[Records to process Boundary: Start]

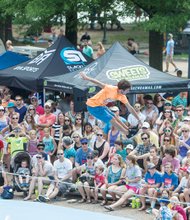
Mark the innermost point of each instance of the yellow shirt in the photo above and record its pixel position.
(107, 94)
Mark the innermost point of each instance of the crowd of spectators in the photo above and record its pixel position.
(69, 148)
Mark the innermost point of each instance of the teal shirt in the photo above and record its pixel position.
(68, 153)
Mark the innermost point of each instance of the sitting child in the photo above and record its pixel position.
(164, 212)
(177, 211)
(23, 174)
(99, 180)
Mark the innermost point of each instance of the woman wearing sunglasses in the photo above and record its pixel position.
(184, 142)
(32, 111)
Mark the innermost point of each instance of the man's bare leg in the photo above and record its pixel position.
(115, 123)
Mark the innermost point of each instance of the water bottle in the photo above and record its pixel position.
(133, 203)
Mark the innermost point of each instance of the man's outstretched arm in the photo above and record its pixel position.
(85, 77)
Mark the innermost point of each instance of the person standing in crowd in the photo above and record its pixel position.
(100, 50)
(63, 173)
(87, 49)
(96, 105)
(170, 52)
(20, 107)
(180, 99)
(43, 172)
(46, 120)
(71, 114)
(39, 108)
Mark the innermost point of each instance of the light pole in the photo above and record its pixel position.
(186, 31)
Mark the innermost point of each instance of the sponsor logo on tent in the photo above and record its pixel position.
(73, 57)
(131, 73)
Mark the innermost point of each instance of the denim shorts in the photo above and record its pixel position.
(102, 113)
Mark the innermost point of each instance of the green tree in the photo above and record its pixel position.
(164, 16)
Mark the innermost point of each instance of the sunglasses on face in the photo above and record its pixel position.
(179, 110)
(145, 138)
(167, 130)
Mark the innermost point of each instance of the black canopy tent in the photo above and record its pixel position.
(116, 64)
(60, 58)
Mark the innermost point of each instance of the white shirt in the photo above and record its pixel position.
(62, 168)
(133, 121)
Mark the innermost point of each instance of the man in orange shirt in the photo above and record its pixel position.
(96, 105)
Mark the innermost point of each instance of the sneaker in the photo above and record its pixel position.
(149, 211)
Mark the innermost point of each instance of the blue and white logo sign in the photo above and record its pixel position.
(72, 56)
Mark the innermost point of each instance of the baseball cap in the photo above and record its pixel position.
(67, 140)
(130, 146)
(164, 200)
(114, 108)
(145, 125)
(150, 166)
(84, 140)
(11, 105)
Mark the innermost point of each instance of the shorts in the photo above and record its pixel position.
(135, 190)
(102, 113)
(63, 187)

[Records to process Boundary: End]

» Task description
Each entry is to be returned as it stands, and each picture is to be left out.

» Expected answer
Mark the innermost point of each instance of the yellow shirt in the photo above and record its pixel position.
(107, 94)
Mark the innermost point of each instance of the crowd of spectators in the photo above and record its pixel position.
(69, 148)
Mark the innermost point of each instance of the teal shirt in the photo above and record its pixel position.
(68, 153)
Mark the innermost point of each instance of the sitting child in the photo above and record its pixel position.
(164, 212)
(177, 211)
(23, 174)
(99, 180)
Mark the innermost point of each instance of the woman wearing sunglasses in the photo above and record its pixel position.
(184, 142)
(32, 111)
Mark the innermost point of each instance of the man's bare leg in the photo above and record its pixel position.
(115, 123)
Mark the innermost point of each instance of the water bottle in the photo above and record its pixel position.
(133, 203)
Mark the innermost point of each instance of the man's outstretched arm in the photo above and record its pixel position.
(85, 77)
Mark the innermost point of each instance of the person standing in crowd in the photo above and record its pixel position.
(100, 50)
(63, 173)
(87, 49)
(96, 105)
(170, 52)
(20, 107)
(180, 99)
(43, 172)
(46, 120)
(71, 114)
(39, 108)
Mark the innermost point of each instance of the light pole in the photo above and record its pixel position.
(186, 31)
Mark the innermost point of each instance of the sponsor logo on tent in the photo above and record its pixel position.
(73, 57)
(131, 73)
Mark the innermost point of each instance of the denim shorts in the photo above and record its pixel position.
(102, 113)
Mark the innermost point of each instance of the green tree in the photo above and record its pixel position.
(164, 16)
Mark the innermost point of each instance of the sunglasses on face in the photo above and record its pixel position.
(179, 110)
(145, 138)
(167, 130)
Mark the innermost point of each instance of the black canopy tent in the photo above and record its pixel position.
(116, 64)
(60, 58)
Mark the innermost point of each instance of the white shirt in the photo above and record its pixel position.
(62, 168)
(133, 121)
Mark the innermost point of each instance of the man in orange shirt in the photo above and record its pixel position.
(96, 105)
Mark the innermost point of each instance of the sneaker in the photo above and record its pixel position.
(149, 211)
Mark the innermost point of each instance of the blue and white logo sign in the photo above and record its pixel position.
(72, 56)
Mark the innermost point of each instance of the baseball cap in the photo above and record its pixel position.
(67, 140)
(130, 146)
(164, 200)
(114, 108)
(145, 125)
(150, 166)
(84, 140)
(11, 105)
Mark the innermost point of each instance of the shorts in the photo above and record its pixel position.
(135, 190)
(102, 113)
(63, 187)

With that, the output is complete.